What to produce: Your task is to work out how many lines in the data that follows hold "below" and to state that number alone.

Dataset records:
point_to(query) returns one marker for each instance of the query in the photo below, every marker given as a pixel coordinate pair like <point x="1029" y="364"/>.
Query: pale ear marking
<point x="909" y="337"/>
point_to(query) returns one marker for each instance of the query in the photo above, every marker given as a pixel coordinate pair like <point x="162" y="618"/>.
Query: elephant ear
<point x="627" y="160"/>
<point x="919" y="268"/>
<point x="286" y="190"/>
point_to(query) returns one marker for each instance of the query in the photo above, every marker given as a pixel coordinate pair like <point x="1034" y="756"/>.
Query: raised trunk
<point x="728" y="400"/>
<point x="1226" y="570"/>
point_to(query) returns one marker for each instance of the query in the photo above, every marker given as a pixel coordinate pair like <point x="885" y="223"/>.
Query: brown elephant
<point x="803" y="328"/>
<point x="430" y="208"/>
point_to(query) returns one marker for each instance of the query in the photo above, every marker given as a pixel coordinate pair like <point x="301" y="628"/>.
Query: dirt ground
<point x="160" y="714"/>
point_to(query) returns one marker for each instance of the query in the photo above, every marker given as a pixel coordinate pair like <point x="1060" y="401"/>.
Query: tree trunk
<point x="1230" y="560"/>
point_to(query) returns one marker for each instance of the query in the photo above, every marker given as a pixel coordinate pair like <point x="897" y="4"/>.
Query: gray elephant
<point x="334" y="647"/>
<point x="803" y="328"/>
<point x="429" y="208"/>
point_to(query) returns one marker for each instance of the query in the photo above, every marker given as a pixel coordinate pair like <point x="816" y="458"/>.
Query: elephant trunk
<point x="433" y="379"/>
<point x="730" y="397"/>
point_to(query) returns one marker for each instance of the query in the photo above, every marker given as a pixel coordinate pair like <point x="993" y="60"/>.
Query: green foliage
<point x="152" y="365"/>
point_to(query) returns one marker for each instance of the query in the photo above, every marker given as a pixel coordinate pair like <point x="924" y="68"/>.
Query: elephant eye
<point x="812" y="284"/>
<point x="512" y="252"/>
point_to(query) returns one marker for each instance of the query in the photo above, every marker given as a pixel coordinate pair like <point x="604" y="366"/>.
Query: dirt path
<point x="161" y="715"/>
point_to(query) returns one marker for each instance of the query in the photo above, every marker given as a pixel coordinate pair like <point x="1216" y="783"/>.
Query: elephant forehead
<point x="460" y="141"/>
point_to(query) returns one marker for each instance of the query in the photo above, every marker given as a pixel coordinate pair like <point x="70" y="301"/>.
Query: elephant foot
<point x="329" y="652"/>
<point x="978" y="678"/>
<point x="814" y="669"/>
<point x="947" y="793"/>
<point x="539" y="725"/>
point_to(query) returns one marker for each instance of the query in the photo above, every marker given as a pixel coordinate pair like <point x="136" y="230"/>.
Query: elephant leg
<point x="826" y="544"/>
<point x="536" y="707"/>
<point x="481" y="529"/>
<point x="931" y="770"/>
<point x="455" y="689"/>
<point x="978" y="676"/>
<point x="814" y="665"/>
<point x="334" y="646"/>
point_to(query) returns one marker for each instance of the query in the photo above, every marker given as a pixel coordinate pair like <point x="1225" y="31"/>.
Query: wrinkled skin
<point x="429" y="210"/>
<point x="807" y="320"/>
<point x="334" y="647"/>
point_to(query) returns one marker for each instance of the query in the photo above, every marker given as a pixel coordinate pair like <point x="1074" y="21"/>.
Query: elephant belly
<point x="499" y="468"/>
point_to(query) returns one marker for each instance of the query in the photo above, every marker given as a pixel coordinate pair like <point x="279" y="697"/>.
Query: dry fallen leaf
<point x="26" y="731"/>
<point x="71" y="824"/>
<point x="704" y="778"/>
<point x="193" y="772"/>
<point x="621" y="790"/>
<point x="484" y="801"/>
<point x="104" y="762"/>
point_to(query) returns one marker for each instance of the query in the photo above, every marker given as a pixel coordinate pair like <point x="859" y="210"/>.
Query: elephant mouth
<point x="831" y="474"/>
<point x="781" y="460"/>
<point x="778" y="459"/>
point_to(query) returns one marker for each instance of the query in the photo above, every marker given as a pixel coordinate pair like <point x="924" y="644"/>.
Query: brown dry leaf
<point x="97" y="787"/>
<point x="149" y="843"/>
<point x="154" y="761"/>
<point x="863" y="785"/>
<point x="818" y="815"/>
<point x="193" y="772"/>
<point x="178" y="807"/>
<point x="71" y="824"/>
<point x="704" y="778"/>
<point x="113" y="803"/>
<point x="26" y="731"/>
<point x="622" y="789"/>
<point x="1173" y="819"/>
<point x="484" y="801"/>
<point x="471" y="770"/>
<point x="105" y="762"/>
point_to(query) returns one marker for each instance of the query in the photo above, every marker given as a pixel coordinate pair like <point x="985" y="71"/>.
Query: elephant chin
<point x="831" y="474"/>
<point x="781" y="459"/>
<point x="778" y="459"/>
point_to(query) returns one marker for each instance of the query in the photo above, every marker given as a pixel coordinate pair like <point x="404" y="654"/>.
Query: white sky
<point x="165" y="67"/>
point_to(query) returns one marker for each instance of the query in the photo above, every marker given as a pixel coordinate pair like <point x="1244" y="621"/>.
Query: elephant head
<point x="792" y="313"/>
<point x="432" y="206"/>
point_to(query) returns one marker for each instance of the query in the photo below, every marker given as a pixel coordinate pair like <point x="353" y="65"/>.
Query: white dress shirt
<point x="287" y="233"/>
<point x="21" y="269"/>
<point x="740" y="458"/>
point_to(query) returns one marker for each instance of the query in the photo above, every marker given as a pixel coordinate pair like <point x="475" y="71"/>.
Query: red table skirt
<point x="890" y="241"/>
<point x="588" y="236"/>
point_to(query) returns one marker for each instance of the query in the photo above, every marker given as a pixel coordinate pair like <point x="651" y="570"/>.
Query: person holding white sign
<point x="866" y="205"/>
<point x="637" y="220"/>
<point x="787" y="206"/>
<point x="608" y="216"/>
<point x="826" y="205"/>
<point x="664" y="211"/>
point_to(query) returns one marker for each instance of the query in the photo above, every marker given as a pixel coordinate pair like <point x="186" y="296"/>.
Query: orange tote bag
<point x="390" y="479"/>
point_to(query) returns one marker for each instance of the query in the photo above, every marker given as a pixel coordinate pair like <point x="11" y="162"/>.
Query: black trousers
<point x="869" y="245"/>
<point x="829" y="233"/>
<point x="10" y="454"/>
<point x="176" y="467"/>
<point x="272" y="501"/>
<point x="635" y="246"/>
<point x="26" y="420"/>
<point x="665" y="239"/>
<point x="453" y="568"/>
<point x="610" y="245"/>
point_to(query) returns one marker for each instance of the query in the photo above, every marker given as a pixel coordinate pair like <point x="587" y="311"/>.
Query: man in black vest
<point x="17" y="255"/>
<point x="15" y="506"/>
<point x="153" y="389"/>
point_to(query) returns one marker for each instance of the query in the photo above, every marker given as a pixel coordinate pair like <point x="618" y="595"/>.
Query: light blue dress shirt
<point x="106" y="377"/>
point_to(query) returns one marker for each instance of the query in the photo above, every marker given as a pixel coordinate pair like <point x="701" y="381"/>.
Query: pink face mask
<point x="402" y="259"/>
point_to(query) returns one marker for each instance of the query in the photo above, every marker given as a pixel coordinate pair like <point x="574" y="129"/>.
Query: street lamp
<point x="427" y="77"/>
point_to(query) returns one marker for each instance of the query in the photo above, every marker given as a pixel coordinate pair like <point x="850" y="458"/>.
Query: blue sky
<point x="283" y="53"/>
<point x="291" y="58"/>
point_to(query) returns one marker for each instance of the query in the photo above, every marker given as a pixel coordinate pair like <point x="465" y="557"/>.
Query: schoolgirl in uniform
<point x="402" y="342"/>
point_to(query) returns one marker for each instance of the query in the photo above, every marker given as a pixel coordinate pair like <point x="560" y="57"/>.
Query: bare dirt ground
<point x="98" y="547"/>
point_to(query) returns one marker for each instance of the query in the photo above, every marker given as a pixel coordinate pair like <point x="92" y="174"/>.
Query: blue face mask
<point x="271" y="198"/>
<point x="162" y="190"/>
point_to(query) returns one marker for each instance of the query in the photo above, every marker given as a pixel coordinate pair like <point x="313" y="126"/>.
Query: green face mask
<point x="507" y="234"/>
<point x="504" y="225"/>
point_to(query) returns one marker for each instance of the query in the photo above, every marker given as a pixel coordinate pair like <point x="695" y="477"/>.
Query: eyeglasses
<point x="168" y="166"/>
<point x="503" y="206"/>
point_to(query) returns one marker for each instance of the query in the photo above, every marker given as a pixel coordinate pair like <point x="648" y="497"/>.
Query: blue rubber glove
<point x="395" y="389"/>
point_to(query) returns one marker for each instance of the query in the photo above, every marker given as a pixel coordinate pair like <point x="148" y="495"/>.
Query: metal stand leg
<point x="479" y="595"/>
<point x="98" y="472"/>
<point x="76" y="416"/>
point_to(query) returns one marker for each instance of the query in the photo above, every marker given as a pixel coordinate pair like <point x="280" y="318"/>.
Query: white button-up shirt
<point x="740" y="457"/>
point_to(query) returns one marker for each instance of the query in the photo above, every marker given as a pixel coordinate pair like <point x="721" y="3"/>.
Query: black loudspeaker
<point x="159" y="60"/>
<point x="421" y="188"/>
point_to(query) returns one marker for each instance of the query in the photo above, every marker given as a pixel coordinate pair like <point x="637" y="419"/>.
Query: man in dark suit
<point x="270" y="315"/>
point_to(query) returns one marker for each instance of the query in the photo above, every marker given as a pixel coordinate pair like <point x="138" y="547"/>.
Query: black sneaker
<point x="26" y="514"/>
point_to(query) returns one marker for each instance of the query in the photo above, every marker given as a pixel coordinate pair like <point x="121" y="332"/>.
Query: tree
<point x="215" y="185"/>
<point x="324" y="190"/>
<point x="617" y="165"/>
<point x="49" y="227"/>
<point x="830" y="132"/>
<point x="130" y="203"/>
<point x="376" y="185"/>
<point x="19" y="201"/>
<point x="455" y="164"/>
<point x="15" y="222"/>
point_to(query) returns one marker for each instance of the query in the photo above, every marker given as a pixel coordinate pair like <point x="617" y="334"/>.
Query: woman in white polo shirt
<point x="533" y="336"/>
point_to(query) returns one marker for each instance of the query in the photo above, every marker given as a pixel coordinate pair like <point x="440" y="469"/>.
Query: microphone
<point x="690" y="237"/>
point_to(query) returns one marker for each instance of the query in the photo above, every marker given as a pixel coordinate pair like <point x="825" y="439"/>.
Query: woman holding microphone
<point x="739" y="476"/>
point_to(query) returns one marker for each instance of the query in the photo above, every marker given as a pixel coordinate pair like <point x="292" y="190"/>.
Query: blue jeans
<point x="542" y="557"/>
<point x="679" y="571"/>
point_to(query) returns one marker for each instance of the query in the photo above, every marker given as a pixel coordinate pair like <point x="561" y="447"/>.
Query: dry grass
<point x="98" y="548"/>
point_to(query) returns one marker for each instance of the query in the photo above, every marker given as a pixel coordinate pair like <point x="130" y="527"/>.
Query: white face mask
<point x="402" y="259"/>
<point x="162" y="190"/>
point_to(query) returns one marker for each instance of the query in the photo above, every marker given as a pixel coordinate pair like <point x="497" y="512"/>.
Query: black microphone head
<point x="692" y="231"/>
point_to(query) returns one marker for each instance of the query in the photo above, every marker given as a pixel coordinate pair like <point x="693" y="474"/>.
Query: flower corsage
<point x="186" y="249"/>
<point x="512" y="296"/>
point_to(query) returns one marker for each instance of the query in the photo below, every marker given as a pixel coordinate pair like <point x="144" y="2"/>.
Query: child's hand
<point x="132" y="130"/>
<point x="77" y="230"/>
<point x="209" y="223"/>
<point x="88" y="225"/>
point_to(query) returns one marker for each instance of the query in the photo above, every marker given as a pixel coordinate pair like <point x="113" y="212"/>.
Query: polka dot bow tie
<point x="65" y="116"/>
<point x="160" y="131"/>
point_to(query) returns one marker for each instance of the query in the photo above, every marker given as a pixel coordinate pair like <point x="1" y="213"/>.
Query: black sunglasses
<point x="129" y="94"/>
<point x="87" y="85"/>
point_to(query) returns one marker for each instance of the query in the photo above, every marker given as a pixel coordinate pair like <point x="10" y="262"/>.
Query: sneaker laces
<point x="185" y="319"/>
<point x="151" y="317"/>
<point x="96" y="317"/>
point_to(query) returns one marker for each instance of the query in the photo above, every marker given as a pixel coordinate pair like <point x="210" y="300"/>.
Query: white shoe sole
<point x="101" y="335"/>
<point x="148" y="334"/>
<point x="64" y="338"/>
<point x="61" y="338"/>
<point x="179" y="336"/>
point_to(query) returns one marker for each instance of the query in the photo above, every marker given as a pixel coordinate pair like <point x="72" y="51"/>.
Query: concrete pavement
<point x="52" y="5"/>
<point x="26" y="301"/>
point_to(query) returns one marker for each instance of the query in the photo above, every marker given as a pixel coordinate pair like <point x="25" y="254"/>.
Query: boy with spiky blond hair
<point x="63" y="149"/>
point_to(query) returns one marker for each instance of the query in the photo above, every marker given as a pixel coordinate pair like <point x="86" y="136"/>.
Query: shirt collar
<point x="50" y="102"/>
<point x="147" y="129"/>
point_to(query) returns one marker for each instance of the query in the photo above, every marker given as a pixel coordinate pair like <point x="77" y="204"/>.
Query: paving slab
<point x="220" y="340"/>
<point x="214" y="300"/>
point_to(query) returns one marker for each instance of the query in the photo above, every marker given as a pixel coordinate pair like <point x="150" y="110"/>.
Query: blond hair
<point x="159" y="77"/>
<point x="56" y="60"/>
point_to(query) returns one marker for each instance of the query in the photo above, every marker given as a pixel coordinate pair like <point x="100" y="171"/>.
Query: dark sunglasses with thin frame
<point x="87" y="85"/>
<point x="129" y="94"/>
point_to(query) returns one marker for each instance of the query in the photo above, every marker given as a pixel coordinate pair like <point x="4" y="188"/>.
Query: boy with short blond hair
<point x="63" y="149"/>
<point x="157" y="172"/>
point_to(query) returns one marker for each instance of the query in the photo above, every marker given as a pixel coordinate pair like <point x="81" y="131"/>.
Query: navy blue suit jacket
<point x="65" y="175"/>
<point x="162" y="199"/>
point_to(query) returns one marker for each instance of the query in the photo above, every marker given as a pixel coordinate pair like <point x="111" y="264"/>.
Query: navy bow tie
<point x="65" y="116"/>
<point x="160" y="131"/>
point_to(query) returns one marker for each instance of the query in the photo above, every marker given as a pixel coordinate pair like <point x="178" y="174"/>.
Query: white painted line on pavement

Written answer: 3